2. The method according to claim 1, wherein the generating a vector graph of the sitemap data comprises:
identifying access links contained in the sitemap data, and determining node locations based on jump relationships between each of the access links and the other access links, each of the node locations corresponding to a respective one of the access links; and
taking a diagram containing the node locations as the vector graph of the sitemap data.
3. The method according to claim 1, wherein the acquiring the session data of a target website comprises:
reading a traffic log of the target website, and grouping access data in the traffic log by sessions to obtain one or more groups of session data.
4. The method according to claim 1, wherein the mapping the session data into a subgraph in the vector graph comprises:
identifying the requests contained in the session data, and querying node locations in the vector graph, each of the node locations corresponding to a respective one of the requests;
generating, according to request information of the requests, request nodes each of which matches a respective one of the requests, and filling the generated request nodes in the corresponding node locations; and
sorting the requests according to access time, determining connection relationships between each of the request nodes and the other request nodes according to a sorting result, and taking a diagram formed by the request nodes with the connection relationships as the subgraph obtained by mapping.
5. The method according to claim 4, wherein the generating request nodes each of which matches a respective one of the requests comprises:
counting an access frequency of an access link corresponding to a target request among the requests, and determining a node radius corresponding to the access frequency; and
generating a request node with the node radius, and taking the request node with the node radius as a request node matching the target request.
6. The method according to claim 4, wherein the determining connection relationships between each of the request nodes and the other request nodes according to a sorting result comprises:
determining any two request nodes with adjacent access time among the request nodes, and establishing a connection line between the two request nodes if the two request nodes are different request nodes.
7. The method according to claim 1, wherein the training a preset classifier based on the session tag and the subgraph comprises:
inputting the subgraph into the preset classifier, and comparing a classification result output by the preset classifier with the session tag; and
generating correction information if the classification result is inconsistent with the session tag, and adjusting internal parameters of the preset classifier by using the correction information in such a way that the classification result output by the preset classifier is consistent with the session tag after the subgraph is input into the preset classifier again.

Request: Continue the patent claims on mapping website sessions into graph form, picking up right after the end of claim 7. The records after this note are separate material, unrelated to the patent claims above.

Recorded information:
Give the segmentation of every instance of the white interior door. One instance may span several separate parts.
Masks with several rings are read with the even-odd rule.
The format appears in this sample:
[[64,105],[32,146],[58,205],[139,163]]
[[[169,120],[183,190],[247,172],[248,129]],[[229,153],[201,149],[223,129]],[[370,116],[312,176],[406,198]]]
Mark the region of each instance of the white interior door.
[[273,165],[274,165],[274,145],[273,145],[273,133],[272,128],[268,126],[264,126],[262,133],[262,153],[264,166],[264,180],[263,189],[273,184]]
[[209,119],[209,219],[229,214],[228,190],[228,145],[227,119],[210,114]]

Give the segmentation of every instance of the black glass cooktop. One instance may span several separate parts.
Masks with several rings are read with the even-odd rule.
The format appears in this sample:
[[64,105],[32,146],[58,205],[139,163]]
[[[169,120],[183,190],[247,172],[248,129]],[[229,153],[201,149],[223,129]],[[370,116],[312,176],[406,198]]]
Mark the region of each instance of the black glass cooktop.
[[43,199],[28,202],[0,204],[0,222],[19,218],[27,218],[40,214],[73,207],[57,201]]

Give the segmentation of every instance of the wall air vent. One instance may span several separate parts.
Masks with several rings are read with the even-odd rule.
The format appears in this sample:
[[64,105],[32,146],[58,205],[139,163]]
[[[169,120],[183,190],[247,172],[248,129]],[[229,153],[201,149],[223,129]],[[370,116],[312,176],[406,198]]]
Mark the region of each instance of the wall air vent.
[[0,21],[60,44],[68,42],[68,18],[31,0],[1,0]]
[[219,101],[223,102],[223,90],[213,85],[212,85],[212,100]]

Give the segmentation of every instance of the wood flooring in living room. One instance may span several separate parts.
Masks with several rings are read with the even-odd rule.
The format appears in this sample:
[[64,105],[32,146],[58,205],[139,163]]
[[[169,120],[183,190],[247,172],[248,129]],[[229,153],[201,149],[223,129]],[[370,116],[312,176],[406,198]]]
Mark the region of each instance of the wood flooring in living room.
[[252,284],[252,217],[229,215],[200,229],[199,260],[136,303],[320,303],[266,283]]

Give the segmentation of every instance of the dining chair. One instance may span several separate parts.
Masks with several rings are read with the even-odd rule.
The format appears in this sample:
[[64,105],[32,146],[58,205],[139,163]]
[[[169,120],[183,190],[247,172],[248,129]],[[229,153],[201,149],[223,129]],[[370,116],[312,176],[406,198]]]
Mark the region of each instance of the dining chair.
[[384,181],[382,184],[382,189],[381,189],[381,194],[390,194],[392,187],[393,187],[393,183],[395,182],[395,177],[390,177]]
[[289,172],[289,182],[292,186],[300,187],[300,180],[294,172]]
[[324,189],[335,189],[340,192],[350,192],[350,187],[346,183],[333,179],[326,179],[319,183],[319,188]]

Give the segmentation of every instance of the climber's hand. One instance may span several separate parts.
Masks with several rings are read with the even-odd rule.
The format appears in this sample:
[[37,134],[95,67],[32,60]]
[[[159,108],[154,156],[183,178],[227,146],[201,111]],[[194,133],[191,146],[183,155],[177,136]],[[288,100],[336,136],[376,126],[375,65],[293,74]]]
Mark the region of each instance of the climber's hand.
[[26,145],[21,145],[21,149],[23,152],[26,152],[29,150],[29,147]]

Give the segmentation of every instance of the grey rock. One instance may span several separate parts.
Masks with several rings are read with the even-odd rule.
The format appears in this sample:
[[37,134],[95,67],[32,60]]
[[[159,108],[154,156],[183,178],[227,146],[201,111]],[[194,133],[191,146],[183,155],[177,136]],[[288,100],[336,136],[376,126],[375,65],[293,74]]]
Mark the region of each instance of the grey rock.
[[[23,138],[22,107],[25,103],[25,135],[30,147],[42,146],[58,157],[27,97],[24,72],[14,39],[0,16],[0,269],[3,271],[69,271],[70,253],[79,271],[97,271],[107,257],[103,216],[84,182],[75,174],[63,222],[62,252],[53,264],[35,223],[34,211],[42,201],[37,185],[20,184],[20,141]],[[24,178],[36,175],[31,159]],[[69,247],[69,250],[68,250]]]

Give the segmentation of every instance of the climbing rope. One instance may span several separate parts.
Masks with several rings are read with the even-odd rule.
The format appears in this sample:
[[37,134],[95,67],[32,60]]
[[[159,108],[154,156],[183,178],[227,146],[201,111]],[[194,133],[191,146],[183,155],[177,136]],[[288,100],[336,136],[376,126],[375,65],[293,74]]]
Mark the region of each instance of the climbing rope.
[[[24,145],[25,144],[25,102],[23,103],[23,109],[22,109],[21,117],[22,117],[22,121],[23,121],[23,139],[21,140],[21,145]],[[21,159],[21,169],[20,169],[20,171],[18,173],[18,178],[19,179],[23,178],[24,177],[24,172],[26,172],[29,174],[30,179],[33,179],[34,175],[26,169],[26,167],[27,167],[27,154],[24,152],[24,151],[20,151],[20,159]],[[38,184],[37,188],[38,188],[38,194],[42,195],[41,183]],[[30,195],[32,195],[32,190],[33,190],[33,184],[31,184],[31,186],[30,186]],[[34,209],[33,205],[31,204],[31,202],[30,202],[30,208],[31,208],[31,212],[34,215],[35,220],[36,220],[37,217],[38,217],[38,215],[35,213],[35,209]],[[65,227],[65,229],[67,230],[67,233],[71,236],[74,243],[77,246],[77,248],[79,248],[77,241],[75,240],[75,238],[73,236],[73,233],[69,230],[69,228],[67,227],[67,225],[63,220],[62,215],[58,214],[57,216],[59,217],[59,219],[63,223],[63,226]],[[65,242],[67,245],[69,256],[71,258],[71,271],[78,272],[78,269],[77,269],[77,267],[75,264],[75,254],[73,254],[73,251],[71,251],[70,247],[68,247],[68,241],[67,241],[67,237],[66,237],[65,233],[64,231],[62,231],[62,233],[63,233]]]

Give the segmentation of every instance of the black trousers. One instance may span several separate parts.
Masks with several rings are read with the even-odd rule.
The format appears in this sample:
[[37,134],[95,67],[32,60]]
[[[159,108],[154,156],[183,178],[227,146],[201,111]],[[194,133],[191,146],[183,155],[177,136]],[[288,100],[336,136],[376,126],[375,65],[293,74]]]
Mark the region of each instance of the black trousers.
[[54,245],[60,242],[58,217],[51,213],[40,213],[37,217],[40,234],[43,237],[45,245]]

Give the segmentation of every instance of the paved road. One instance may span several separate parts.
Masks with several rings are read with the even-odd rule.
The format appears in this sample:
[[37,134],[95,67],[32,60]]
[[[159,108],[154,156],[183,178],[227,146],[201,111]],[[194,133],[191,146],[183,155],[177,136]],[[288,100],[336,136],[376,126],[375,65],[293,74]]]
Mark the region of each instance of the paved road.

Written reply:
8. The method according to claim 1, wherein after the obtaining a trained classifier for distinguishing crawler data from non-crawler data, the method further comprises:
acquiring target session data initiated by a client for the target website, and mapping the target session data into a target subgraph of the vector graph; and
inputting the target subgraph into the trained classifier, and judging whether the target session data is crawler data according to an output result of the classifier.
9. The method according to claim 8, wherein the mapping the target session data into a target subgraph of the vector graph comprises:
identifying whether the number of requests in the target session data reaches a specified number threshold, and mapping the target session data into the target subgraph of the vector graph if the specified number threshold is reached; wherein the specified number threshold is determined when training the classifier for distinguishing crawler data from non-crawler data.
10. A device for identifying crawler data, comprising a memory and a processor, wherein the memory is configured to store a computer program, which, when executed by the processor, causes the processor to implement a method for identifying crawler data, the method comprising:
acquiring sitemap data of a target website and generating a vector graph of the sitemap data;
acquiring session data of the target website, and mapping the session data into a subgraph in the vector graph based on requests contained in the session data;
adding a session tag to the session data, wherein the session tag is configured to characterize whether the session data is crawler data; and
training a preset classifier based on the session tag and the subgraph to obtain a trained classifier for distinguishing crawler data from non-crawler data.
11. The device according to claim 10, wherein the generating a vector graph of the sitemap data comprises:
identifying access links contained in the sitemap data, and determining node locations based on jump relationships between each of the access links and the other access links, each of the node locations corresponding to a respective one of the access links; and
taking a diagram containing the node locations as the vector graph of the sitemap data.
12. The device according to claim 10, wherein the acquiring the session data of a target website comprises:
reading a traffic log of the target website, and grouping access data in the traffic log by sessions to obtain one or more groups of session data.
13. The device according to claim 10, wherein the mapping the session data into a subgraph in the vector graph comprises:
identifying the requests contained in the session data, and querying node locations in the vector graph, each of the node locations corresponding to a respective one of the requests;
generating, according to request information of the requests, request nodes each of which matches a respective one of the requests, and filling the generated request nodes in the corresponding node locations; and
sorting the requests according to access time, determining connection relationships between each of the request nodes and the other request nodes according to a sorting result, and taking a diagram formed by the request nodes with the connection relationships as the subgraph obtained by mapping.
14. The device according to claim 13, wherein the generating request nodes each of which matches a respective one of the requests comprises:
counting an access frequency of an access link corresponding to a target request among the requests, and determining a node radius corresponding to the access frequency; and
generating a request node with the node radius, and taking the request node with the node radius as a request node matching the target request.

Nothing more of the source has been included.